#### Passage
1.12.4.0.2 Styling the XHTML

The XHTML fragment in the narrative may be styled using cascading stylesheets using either external or internal styles. External styles are applied using the class and id attributes on the XHTML elements and internal styles are applied using a style attribute on the XHTML elements directly.

In order to minimise manageability and security issues, authoring systems do not specify the CSS stylesheet to use directly; instead, the application that displays the resource provides the stylesheets. This means that the rendering system chooses what styles can be used, but the authoring system must use them in advance. Authoring systems can use these classes, which SHALL be supported by all rendering systems:

bold Bold { font-weight: bold }
italics Italics Text { font-style: italic }
underline Underlined Text { text-decoration: underline }
strikethrough Strikethrough Text { text-decoration: line-through }
left Left Aligned { text-align : left }
right Right Aligned { text-align : right }
center Center Aligned { text-align : center }
justify Justified { text-align : justify }
border-left Border on the left { border-left: 1px solid grey }
border-right Border on the right { border-right: 1px solid grey }
border-top Border on the top { border-top: 1px solid grey }
border-bottom Border on the bottom { border-bottom: 1px solid grey }
arabic List is ordered using Arabic numerals: 1, 2, 3 { list-style-type: decimal }
little-roman List is ordered using little Roman numerals: i, ii, iii { list-style-type: lower-roman }
big-roman List is ordered using big Roman numerals: I, II, III { list-style-type: upper-roman }
little-alpha List is ordered using little alpha characters: a, b, c { list-style-type: lower-alpha }
big-alpha List is ordered using big alpha characters: A, B, C { list-style-type: upper-alpha }
disc List bullets are simple solid discs { list-style-type: disc }
circle List bullets are hollow discs { list-style-type : circle }
square List bullets are solid squares { list-style-type: square }

Note: for testing purposes, there is an example resource that includes all these styles. It's also available as XHTML and a standard stylesheet that includes all these styles.

Authoring systems may refer to additional classes, but cannot rely on the fact that they will be supported. If the additional classes are critical for safe rendering, trading partner agreements will be required.

#### Exercise
According to the passage on styling the XHTML, why do authoring systems not specify the CSS stylesheet directly? Answer in one to three sentences. The items have no connection to the text.

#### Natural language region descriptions
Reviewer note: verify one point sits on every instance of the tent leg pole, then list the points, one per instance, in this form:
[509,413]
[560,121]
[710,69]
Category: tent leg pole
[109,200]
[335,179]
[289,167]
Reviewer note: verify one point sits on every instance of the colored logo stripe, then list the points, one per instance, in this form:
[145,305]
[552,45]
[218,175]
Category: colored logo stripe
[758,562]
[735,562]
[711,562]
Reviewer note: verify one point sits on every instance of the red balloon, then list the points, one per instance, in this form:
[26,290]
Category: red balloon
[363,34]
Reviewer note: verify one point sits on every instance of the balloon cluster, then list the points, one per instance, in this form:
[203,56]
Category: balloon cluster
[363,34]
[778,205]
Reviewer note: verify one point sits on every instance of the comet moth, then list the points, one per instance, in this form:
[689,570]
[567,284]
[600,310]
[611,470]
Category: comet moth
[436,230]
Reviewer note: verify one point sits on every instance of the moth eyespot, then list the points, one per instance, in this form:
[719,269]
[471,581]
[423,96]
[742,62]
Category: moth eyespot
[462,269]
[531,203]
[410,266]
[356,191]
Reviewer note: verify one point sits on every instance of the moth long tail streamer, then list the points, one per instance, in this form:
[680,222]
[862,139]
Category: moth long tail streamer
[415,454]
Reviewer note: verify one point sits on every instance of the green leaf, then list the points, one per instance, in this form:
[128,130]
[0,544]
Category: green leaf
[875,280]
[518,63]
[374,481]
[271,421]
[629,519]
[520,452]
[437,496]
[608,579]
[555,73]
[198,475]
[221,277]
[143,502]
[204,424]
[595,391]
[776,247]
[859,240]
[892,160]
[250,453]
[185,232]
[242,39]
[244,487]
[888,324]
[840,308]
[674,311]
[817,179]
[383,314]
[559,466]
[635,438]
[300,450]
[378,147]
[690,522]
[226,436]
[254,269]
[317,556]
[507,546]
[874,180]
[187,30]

#### Task result
Authoring systems leave the stylesheet unspecified to minimize manageability and security issues. The application that displays the resource supplies the stylesheets instead, so the rendering system decides which styles are available.